EXERCISE DIRECTIONS:
Rewrite the data below, replacing "on a single line" with "on one line" wherever it occurs and leaving everything else unchanged.
::::::::::
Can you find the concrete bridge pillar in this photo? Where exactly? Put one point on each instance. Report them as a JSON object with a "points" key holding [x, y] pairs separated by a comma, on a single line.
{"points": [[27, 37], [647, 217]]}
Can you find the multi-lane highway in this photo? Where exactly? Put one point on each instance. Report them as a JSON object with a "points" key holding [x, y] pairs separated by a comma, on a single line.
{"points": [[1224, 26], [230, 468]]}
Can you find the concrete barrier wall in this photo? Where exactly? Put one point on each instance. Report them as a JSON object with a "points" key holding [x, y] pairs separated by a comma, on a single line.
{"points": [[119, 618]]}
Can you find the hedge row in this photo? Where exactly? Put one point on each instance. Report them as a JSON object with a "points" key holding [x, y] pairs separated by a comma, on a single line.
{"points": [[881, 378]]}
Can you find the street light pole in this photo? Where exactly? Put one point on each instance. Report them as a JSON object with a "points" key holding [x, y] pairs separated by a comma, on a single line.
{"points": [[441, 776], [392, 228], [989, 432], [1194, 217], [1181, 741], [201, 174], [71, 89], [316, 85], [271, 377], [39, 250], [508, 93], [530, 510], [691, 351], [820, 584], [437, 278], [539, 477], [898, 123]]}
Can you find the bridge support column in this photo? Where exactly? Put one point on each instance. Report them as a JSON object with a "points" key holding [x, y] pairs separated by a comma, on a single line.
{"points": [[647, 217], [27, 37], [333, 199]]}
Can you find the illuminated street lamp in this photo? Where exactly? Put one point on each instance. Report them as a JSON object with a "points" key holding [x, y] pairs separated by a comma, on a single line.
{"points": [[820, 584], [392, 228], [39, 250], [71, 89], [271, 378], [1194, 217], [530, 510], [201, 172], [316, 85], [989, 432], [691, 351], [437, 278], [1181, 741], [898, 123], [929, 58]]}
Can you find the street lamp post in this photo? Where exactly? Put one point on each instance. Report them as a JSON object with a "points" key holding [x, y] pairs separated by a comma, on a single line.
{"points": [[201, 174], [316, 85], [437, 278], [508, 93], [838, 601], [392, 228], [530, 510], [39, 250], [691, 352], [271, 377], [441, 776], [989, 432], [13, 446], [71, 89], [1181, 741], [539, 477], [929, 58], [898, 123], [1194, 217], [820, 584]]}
::::::::::
SOLUTION:
Can you find the concrete bridge pillar in this photo? Where exactly? Put one point on each instance. Report them as a JSON object with a "points" key holding [x, y] pairs separated by a comma, on one line.
{"points": [[27, 37], [647, 217]]}
Can you find the multi-lane highway in this photo? Where exactly? Put one point on each instance. Report them as a JSON object with a "points" key holding [x, y] pairs separated by a comma, on one line.
{"points": [[1224, 26], [230, 468]]}
Can you find the concrete barrier wall in this photo? Where exactly? Put one point on each instance. Report them as a JSON object with a "points" key holding [x, y] pairs separated by a comma, on one line.
{"points": [[119, 618]]}
Can you find the hedge row in this photo? Where exactly? Put one point on each instance. Report them as a JSON object with a "points" key holding [x, y] pairs separated by a comma, on one line.
{"points": [[881, 378]]}
Can you find the street light pole in this photo? Where exactly? Put one point on each instance. Report them as a JSON object with a "points" key holding [x, y] pairs separated by a comma, on one line.
{"points": [[441, 776], [392, 228], [989, 432], [1194, 217], [1181, 741], [201, 174], [71, 89], [316, 85], [271, 377], [39, 250], [508, 93], [530, 510], [691, 351], [820, 584], [437, 278], [539, 477], [898, 123]]}
Can you find the bridge support column in this photo? Where exactly? Put one point on each instance. Report them as a JSON object with a "points" key holding [x, y] pairs separated by a comma, on one line.
{"points": [[647, 217], [27, 37], [333, 199]]}
Can you find the illuminated street lamp in this photo? Where exactly? Put one point on each instance. Report them as a JSON object with a "points" key holding [x, y] pairs separated by a comma, on one line.
{"points": [[820, 584], [392, 228], [39, 250], [71, 89], [271, 378], [1194, 217], [530, 510], [201, 172], [316, 85], [989, 432], [691, 351], [437, 278], [1181, 741], [898, 123], [929, 58]]}
Can you find the street lamp post in this photo? Where exactly? Put one point on each instance. Report them as a JSON object with a "points" key holding [x, y] pairs separated by a comma, on one line.
{"points": [[201, 174], [316, 85], [437, 278], [508, 93], [838, 601], [392, 228], [530, 510], [39, 250], [691, 352], [271, 377], [441, 776], [989, 432], [13, 446], [71, 89], [1181, 741], [539, 477], [929, 58], [898, 123], [1194, 217], [820, 584]]}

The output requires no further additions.